(DOCUMENT EXTRACT):
'''
Stories tagged: ifdc

Agroecology in Action: Building Healthier Soils and a Healthier Planet

Only healthy soils will be able to fulfil the Herculean task of growing the food our planet requires both now and in the future. In this guest post, Dr. J. Scott Angle, President and CEO of IFDC, discusses how the agroecological approach of Integrated Soil Fertility Management can build healthier soils and a healthier planet. This is the third installment of Farming First’s “Agroecology in Action” series, produced ahead of the Second  International Symposium on Agroecology held by the FAO in Rome from 3-5th April 2018.

In the late eighties, the water quality and aquatic life of the Chesapeake Bay were under threat. As human activity and farming in the region had increased, so had its impacts on the local environment.

That is when a group of scientists, including myself, founded the Maryland Centre for Agroecology. Our mission then is how I would define agroecology now – creating a roadmap to help farmers be productive, while reducing their impact on the environment.
'''
Revise the stretch of the agroecology post from "Stories tagged: ifdc" through "3-5th April 2018.", replacing "Rome" with "Geneva".

(GIVEN INFORMATION):
'''
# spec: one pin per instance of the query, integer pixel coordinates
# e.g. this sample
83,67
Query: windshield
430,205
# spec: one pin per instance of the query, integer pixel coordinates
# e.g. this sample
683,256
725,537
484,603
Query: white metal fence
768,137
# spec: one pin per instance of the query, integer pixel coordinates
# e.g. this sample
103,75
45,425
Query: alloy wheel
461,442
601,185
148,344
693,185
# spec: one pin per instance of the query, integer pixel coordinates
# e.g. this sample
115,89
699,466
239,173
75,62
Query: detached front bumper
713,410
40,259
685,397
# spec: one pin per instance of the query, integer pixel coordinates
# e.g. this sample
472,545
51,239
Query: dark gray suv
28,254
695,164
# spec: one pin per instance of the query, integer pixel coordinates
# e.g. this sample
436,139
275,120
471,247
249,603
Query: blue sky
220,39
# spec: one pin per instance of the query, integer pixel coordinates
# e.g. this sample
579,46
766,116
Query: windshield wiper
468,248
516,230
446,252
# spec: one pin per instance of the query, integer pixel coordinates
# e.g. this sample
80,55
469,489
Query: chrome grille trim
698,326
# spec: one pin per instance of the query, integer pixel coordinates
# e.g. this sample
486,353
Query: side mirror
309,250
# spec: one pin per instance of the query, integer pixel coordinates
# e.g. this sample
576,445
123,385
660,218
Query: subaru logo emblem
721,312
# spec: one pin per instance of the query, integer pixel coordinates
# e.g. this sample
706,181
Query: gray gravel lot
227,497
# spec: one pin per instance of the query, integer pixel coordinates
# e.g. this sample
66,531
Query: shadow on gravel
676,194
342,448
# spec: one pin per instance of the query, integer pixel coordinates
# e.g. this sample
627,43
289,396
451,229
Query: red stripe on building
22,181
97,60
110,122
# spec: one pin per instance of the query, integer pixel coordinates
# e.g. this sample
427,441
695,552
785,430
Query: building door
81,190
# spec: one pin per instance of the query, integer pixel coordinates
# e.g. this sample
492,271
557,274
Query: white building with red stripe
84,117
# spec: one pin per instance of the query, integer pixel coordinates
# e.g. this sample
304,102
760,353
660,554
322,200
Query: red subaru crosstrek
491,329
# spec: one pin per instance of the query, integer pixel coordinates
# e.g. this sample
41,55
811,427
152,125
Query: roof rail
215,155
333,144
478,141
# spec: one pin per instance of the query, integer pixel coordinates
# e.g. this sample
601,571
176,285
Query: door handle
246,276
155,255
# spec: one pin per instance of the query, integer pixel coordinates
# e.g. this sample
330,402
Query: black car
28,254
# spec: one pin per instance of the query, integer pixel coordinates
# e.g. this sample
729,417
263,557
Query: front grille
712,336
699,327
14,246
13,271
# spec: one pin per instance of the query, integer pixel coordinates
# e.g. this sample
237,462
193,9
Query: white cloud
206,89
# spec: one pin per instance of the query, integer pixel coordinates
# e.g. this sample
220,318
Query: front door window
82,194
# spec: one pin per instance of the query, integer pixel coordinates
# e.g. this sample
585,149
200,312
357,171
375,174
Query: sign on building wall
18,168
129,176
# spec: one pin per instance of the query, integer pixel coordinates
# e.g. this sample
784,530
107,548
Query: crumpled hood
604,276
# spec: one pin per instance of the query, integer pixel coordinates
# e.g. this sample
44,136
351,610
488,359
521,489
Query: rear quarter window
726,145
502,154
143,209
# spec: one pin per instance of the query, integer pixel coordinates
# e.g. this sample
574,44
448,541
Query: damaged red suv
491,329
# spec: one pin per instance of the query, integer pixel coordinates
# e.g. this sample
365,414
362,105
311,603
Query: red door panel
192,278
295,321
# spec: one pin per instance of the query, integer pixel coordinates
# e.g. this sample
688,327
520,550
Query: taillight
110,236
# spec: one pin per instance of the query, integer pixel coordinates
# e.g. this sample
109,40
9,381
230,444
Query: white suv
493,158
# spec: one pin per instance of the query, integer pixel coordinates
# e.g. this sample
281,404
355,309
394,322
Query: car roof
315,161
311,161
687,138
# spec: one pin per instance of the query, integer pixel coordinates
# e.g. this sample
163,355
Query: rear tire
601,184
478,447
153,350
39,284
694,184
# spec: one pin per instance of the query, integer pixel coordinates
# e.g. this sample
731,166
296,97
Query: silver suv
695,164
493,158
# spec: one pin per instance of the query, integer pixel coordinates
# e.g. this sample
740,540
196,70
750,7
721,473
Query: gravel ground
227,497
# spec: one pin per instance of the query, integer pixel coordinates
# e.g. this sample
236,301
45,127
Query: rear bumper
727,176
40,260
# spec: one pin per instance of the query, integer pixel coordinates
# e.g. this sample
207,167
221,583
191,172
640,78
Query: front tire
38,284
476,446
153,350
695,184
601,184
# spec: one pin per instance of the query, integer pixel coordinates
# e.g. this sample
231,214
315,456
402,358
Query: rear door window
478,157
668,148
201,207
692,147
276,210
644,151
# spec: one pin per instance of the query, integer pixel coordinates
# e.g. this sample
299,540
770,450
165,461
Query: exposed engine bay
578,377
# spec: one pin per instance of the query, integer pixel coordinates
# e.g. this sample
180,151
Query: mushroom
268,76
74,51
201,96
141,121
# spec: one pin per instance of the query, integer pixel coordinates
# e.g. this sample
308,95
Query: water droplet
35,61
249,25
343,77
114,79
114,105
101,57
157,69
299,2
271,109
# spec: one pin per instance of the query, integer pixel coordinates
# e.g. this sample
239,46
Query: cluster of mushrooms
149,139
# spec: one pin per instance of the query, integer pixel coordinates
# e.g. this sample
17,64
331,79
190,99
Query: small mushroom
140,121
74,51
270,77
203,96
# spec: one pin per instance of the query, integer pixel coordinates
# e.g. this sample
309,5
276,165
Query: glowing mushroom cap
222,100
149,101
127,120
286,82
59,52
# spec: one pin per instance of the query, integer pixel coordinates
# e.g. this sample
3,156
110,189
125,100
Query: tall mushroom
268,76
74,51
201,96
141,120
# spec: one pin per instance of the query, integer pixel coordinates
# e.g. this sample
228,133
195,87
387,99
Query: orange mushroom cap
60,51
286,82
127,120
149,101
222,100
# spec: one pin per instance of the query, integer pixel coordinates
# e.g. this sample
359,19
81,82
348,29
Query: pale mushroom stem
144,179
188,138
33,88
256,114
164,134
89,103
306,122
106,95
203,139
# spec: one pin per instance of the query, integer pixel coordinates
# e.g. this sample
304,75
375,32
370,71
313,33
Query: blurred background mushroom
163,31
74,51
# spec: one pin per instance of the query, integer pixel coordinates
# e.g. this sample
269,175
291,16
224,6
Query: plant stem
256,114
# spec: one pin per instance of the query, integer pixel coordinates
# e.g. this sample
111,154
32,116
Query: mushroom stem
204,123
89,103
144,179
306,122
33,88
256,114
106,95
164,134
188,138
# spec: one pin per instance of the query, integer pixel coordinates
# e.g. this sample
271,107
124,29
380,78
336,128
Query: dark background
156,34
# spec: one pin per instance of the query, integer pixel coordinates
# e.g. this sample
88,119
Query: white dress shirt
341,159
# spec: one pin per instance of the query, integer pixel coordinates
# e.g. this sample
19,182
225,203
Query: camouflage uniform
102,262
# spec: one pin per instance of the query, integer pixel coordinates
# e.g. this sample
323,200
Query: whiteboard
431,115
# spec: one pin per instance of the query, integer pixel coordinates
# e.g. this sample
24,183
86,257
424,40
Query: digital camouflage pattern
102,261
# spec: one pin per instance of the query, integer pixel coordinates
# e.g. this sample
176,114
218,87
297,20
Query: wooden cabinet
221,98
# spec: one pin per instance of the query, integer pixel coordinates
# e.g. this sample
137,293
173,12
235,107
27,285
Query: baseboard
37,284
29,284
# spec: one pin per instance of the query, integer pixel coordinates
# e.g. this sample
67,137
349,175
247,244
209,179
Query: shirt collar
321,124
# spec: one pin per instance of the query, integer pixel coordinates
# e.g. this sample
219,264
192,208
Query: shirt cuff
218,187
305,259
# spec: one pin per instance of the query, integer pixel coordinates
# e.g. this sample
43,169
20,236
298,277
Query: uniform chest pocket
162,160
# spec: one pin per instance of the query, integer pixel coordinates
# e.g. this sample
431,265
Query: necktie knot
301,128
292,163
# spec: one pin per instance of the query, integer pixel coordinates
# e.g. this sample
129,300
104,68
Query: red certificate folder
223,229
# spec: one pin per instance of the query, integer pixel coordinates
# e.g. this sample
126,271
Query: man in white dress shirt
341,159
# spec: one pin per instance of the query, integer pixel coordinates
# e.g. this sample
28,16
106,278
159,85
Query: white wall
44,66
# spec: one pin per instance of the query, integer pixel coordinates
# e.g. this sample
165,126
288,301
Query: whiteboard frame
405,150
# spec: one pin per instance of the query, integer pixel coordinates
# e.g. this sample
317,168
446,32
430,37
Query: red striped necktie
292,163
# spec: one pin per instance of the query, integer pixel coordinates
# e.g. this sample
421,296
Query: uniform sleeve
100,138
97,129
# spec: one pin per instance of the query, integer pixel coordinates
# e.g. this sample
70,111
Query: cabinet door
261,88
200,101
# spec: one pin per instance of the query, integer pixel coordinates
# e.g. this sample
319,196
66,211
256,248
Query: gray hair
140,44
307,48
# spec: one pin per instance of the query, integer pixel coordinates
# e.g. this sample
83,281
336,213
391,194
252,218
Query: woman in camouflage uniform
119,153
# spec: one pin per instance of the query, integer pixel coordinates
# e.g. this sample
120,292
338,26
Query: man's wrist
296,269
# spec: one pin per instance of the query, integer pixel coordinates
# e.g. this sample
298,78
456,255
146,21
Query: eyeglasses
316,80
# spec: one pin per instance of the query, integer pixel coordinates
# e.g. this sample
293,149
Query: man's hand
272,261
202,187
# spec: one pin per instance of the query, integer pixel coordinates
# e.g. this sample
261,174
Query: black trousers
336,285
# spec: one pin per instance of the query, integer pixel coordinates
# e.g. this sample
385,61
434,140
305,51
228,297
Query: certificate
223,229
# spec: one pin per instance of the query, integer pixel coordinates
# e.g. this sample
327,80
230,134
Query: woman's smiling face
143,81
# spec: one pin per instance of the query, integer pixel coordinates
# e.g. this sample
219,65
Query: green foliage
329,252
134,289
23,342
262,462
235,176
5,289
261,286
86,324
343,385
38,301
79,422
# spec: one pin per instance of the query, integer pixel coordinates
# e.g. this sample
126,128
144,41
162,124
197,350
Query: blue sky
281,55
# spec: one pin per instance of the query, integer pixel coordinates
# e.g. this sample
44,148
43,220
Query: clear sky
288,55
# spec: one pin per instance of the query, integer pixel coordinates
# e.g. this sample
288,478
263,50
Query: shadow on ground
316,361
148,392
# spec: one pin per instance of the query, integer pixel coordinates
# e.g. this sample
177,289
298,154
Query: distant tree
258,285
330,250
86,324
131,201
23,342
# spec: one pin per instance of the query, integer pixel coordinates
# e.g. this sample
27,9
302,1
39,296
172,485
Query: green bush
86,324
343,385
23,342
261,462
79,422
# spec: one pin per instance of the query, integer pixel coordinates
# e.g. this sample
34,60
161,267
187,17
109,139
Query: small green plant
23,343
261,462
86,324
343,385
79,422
'''
(THE COMPLETED TASK):
Stories tagged: ifdc

Agroecology in Action: Building Healthier Soils and a Healthier Planet

Only healthy soils will be able to fulfil the Herculean task of growing the food our planet requires both now and in the future. In this guest post, Dr. J. Scott Angle, President and CEO of IFDC, discusses how the agroecological approach of Integrated Soil Fertility Management can build healthier soils and a healthier planet. This is the third installment of Farming First’s “Agroecology in Action” series, produced ahead of the Second  International Symposium on Agroecology held by the FAO in Geneva from 3-5th April 2018.